**EXERCISE AIM:** From the line containing "Spot the blurred storefront" down to the line containing "Spot the house", copy out the entries below exactly, both lines included, and nothing else; pictures do not belong in the copy.
═════ RECORDS SUPPLIED ═════
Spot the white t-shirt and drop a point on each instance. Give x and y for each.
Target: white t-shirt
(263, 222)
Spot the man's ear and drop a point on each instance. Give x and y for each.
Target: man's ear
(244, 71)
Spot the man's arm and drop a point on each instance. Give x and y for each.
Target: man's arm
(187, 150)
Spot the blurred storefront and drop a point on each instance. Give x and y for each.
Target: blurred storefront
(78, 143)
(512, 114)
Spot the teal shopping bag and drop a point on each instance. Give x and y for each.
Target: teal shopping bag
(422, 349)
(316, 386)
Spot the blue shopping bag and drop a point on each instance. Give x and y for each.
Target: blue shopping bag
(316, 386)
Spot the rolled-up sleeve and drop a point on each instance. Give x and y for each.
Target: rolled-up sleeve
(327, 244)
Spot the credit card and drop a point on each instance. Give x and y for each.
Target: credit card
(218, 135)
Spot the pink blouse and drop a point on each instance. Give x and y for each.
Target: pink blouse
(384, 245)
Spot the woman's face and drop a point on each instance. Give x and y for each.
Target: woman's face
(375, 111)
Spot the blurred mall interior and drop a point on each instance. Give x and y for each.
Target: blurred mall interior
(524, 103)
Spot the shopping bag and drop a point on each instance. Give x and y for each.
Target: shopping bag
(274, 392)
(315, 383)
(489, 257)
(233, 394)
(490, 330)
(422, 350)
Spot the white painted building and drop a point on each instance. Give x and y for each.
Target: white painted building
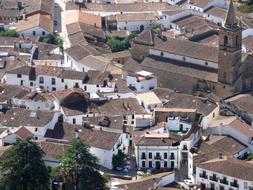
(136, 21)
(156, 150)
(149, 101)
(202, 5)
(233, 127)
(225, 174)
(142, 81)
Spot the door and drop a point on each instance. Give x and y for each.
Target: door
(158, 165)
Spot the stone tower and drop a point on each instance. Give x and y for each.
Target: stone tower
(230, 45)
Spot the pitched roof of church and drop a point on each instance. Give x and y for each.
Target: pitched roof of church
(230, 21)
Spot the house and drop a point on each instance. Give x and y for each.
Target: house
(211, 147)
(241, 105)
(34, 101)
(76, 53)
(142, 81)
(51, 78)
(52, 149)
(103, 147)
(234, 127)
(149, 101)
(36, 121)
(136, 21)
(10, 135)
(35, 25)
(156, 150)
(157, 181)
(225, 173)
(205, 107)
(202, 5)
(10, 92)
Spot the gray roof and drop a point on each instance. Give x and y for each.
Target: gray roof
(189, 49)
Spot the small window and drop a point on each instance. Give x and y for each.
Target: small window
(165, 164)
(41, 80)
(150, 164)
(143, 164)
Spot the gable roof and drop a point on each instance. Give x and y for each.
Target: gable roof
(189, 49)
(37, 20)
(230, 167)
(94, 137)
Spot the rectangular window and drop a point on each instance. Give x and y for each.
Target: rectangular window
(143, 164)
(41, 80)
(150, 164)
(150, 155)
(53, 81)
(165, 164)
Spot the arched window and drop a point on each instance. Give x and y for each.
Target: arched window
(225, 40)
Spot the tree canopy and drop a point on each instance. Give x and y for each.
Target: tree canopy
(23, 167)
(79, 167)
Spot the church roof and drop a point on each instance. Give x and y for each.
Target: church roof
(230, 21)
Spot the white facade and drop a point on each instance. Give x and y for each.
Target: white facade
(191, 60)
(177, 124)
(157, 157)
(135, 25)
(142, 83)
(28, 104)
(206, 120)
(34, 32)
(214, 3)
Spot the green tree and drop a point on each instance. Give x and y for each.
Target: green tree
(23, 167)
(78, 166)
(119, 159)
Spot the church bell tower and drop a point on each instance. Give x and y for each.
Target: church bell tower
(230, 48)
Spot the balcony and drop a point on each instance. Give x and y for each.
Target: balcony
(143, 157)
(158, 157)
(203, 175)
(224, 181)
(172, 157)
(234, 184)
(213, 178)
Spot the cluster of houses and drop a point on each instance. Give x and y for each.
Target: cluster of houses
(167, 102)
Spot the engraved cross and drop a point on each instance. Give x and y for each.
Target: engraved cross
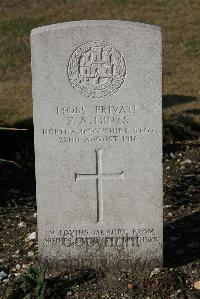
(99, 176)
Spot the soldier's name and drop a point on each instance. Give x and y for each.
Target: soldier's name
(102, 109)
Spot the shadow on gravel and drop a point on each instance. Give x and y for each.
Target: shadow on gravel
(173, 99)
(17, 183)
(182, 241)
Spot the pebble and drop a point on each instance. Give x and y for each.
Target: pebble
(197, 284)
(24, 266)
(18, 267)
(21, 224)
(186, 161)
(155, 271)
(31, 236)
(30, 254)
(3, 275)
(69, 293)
═════
**FINISHED EXERCISE:**
Spot the blurred storefront and drop a point on each instance. Give x and y for each.
Target: blurred storefront
(78, 143)
(512, 114)
Spot the teal shopping bag and drop a point on each instance. Give x and y for each.
Target: teal shopping bag
(422, 349)
(316, 386)
Spot the blue shopping bag and drop a point on each instance. Give x and y for each.
Target: blue shopping bag
(316, 386)
Spot the rolled-up sleeve and drop a point on each instance. Give x and y for each.
Target: rolled-up sleeve
(327, 244)
Spot the credit card and drop a point on each instance. Give x and y for each.
Target: credit card
(218, 135)
Spot the pink blouse and drop a point on each instance. Give x and y for each.
Target: pink blouse
(384, 245)
Spot the woman's face and drop a point on each instance. Give x and y for each.
Target: woman's face
(375, 111)
Spot the blurred mall interior and drop a point on each instance. Give x and y for each.
Target: blurred mall interior
(524, 103)
Spot the shopping bag and drop a point on each instance. Give x and y for each.
Target: shopping bag
(274, 392)
(315, 383)
(489, 257)
(233, 394)
(490, 330)
(422, 350)
Spot the white painted building and drop a point on each instance. Give x and y for each.
Target: white painted building
(136, 21)
(156, 150)
(149, 101)
(202, 5)
(233, 127)
(225, 174)
(142, 81)
Spot the door and drop a point on each instance. Give x and y for each.
Target: door
(158, 165)
Spot the stone tower and drop a point on each instance. Give x and y for each.
Target: stone tower
(230, 45)
Spot the pitched roof of church and drop a point on each instance. Give x and y for each.
Target: pitched roof of church
(230, 21)
Spot the house and drop a point on each instance. Give x and y for each.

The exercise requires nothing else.